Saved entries
= Beginning of Section =

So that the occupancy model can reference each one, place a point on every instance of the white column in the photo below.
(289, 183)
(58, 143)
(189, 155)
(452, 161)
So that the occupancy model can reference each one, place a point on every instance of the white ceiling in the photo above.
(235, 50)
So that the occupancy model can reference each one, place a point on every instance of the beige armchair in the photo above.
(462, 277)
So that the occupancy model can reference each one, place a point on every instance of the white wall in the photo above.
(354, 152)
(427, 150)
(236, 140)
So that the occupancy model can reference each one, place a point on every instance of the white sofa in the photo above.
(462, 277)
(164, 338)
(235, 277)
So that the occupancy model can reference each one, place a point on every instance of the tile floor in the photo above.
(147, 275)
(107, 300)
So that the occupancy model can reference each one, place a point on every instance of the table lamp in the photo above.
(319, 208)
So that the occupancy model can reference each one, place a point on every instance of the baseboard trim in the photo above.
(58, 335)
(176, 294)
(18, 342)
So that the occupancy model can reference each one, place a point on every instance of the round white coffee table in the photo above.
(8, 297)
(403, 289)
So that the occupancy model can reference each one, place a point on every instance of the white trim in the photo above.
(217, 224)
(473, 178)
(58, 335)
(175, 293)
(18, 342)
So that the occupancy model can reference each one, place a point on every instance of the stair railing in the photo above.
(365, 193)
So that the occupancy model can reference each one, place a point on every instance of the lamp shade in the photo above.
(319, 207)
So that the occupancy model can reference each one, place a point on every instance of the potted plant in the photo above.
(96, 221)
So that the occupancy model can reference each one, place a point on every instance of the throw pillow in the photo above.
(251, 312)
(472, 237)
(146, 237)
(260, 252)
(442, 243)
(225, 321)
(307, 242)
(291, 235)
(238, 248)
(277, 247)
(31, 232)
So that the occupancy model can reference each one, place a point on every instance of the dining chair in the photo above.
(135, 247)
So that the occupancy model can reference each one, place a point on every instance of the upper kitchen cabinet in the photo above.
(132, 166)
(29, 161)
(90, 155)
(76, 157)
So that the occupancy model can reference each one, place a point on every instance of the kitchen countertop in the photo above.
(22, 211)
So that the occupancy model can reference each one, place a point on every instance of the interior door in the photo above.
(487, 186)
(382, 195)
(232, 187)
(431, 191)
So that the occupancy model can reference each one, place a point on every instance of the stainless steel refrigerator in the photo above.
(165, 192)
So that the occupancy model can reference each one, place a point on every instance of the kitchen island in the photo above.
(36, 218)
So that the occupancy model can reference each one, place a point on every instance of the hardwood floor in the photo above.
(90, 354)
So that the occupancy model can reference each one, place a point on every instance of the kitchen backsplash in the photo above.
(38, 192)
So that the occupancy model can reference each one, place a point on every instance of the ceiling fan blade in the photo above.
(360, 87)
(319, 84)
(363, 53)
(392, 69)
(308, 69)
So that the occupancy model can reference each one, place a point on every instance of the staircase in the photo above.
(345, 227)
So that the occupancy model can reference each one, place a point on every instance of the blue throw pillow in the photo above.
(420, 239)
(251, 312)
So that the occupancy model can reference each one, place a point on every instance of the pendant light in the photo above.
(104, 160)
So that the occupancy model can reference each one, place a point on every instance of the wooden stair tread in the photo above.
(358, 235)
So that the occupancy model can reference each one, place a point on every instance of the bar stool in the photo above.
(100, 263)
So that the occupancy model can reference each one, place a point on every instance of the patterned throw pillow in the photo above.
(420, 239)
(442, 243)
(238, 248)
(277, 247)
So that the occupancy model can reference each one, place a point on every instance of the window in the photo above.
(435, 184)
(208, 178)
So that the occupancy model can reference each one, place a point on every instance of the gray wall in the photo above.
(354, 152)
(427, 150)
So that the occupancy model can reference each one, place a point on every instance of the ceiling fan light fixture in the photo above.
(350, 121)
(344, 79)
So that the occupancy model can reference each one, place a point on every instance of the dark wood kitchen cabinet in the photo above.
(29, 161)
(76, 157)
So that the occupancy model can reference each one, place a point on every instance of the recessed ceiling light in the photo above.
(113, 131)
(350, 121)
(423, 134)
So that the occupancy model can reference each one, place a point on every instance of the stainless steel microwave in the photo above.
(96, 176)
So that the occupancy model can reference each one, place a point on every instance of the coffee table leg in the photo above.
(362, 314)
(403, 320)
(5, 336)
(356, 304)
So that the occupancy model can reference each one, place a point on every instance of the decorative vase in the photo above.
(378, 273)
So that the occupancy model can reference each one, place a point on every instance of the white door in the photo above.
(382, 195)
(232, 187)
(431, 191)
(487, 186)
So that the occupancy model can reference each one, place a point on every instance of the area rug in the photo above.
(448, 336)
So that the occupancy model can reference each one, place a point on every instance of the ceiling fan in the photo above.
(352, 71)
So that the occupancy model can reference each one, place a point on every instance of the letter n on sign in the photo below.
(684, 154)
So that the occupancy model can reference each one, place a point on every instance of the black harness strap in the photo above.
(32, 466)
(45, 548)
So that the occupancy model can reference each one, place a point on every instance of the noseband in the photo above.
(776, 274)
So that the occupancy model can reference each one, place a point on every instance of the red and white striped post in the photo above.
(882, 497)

= End of Section =

● **EXERCISE BRIEF**
Exactly the lines from the one containing "post in the photo above." through the end of the records above should be returned, with both ends kept.

● **REPLY**
So that the occupancy model can reference each one, place a point on every instance of the red and white striped post in the photo above.
(882, 497)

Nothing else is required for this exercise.